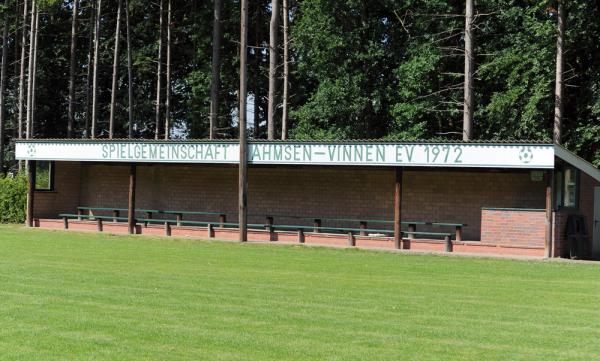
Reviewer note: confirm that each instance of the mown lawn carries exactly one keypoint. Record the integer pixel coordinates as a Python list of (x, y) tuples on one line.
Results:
[(101, 297)]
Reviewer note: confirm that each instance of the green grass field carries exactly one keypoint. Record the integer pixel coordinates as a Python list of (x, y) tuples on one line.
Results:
[(101, 297)]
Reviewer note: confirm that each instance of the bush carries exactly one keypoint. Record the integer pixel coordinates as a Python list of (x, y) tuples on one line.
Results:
[(13, 198)]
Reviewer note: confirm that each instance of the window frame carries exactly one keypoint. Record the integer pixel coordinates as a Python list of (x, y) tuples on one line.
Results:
[(561, 187), (51, 171)]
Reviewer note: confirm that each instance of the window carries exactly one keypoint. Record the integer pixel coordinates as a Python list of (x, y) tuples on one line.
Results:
[(567, 188), (44, 176)]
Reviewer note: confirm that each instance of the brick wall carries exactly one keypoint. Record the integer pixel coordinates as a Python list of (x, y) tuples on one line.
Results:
[(65, 196), (585, 208), (513, 227), (455, 196)]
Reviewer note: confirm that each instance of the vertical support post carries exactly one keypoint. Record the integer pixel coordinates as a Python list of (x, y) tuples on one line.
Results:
[(317, 226), (31, 172), (363, 225), (351, 240), (549, 244), (448, 242), (411, 229), (131, 203), (459, 233), (398, 209), (243, 168)]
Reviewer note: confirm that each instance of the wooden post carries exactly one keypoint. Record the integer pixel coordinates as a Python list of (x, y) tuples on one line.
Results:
[(351, 240), (411, 228), (131, 205), (549, 250), (317, 226), (167, 228), (448, 242), (363, 225), (398, 209), (31, 169), (243, 168), (459, 233)]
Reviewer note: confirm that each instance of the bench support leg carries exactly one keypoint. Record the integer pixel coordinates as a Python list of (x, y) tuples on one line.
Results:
[(458, 233), (131, 202), (398, 209), (363, 225), (317, 226), (448, 241), (351, 240)]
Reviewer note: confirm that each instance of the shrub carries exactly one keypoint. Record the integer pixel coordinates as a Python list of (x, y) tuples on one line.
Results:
[(13, 198)]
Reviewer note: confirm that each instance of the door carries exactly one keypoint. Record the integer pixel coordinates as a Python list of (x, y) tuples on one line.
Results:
[(596, 223)]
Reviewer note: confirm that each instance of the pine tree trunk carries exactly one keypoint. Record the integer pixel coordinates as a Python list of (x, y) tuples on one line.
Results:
[(34, 83), (468, 87), (113, 96), (95, 76), (168, 75), (72, 69), (559, 87), (2, 88), (22, 73), (90, 64), (257, 73), (129, 72), (286, 70), (274, 30), (243, 93), (159, 73), (216, 69), (21, 106), (30, 71)]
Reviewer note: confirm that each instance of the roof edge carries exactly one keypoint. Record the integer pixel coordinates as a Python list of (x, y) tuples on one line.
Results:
[(575, 160)]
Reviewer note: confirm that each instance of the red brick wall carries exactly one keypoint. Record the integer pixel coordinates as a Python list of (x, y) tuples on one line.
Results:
[(65, 196), (511, 227), (337, 192), (585, 208)]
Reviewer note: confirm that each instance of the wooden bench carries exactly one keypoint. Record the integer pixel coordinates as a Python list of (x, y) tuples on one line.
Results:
[(115, 211), (179, 215), (363, 224)]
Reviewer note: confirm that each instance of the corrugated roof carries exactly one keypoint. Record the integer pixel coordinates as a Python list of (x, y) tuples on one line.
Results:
[(345, 141)]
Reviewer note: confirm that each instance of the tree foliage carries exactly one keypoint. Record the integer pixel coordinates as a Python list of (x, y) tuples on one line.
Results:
[(359, 69)]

☆ ☆ ☆ ☆

## [GOAL]
Swap every "Reviewer note" in the listing for "Annotator note" and reproduce the whole listing with nothing else changed. Leave out the pictures.

## [COMPLETE OUTPUT]
Annotator note: confirm that each instance of the mown lawn carries exactly one keypoint. Record the integer pixel coordinates as a Python list of (x, y) tuples on one line.
Results:
[(101, 297)]
Annotator note: confirm that each instance of the green grass field carries exactly one keypoint. Record the integer pixel coordinates as a Python list of (x, y) tuples on one line.
Results:
[(101, 297)]
Annotator note: confirm that each instance of the bush carries exactly one keypoint. Record the integer pixel coordinates as a Python list of (x, y) tuples on one line.
Results:
[(13, 198)]
Annotator note: confirm that each instance of the window frame carries exactly one keypoint. Record the integer pixel coordinates as a Python list of (x, y) tuples on one line.
Results:
[(561, 187), (51, 171)]
Annotator note: confirm that each instance of the window carries exactly one keypoint. Record the integer pixel coordinates as a Python list of (x, y) tuples on one line.
Results:
[(567, 188), (44, 176)]
Annotator note: confirm that each instance of the brick wall carries exactly one keypoint. Record the integer pixel coordinates as a Python list of (x, y) tuples on one line.
Results:
[(65, 196), (585, 208), (513, 227), (455, 196)]
Annotator note: confirm that each instance of the vertical support post carries exactly one keypoint. Record the integer pixel coordinates as a Python list of (x, y) tuples on one line.
Results:
[(317, 226), (31, 172), (363, 225), (351, 240), (549, 244), (448, 242), (411, 229), (131, 203), (459, 233), (398, 209), (243, 168)]
Annotator note: confirm that each instance of the wooden post carries exactly one keypoint. Record the integer pixel coordinates as a Python list of (x, y) tuples on one line.
Results:
[(351, 240), (411, 228), (131, 205), (549, 250), (317, 226), (167, 228), (448, 242), (363, 225), (398, 209), (31, 169), (243, 168), (459, 233)]
Annotator note: confirm that each instance of the bench support leg carries exactly one keypoint. Record the integer pixel coordinates as a Python list of (x, y) tuples on one line.
Results:
[(458, 233), (131, 202), (398, 209), (363, 225), (317, 226), (448, 241), (351, 240)]
Annotator note: confirm that each instance of the shrub carries exactly one keypoint. Record the integer pixel coordinates as a Python list of (x, y) tuples on one line.
Results:
[(13, 198)]
Annotator note: confirm that each instance of the door carries exactly one keypoint. Record the integer pixel coordinates as a Python list of (x, y) tuples on one line.
Results:
[(596, 223)]
Annotator note: confirm that each instance of the pine tree trunk carries exactly one keypoint. Record the integer pixel coordinates as a Python list of (x, y) tuples on one line.
Results:
[(34, 83), (468, 87), (113, 96), (95, 76), (168, 75), (72, 69), (559, 87), (2, 88), (22, 73), (90, 64), (257, 73), (129, 72), (286, 70), (274, 30), (243, 93), (159, 73), (216, 69), (21, 106), (30, 71)]
Annotator note: confirm that each instance of the roof edge carries exactly one keypoint. Record the integer pixel coordinates as a Python list of (x, y) tuples on one line.
Results:
[(575, 160)]
Annotator note: confirm that each instance of the red brick wall carries exactly one keypoint. Record the integer pixel coordinates as a Python list of (x, y) tuples on one line.
Results:
[(65, 196), (511, 227), (337, 192), (585, 208)]
Annotator note: confirm that each instance of the wooden bench carries exactly one keypoint. Record the integer pixel coordinates as a Python list of (x, y) tuples on one line.
Results:
[(115, 211), (179, 215), (363, 224)]
Annotator note: confirm that each instance of the corrugated roof carries exactly one keypoint. Record the integer pixel coordinates as a Python list of (x, y) tuples on one line.
Results:
[(345, 141)]
Annotator note: confirm that each instance of the tree foliage carries exactly one keypoint. Record the integer pixel coordinates as a Python list of (x, y) tuples on one line.
Results:
[(359, 69)]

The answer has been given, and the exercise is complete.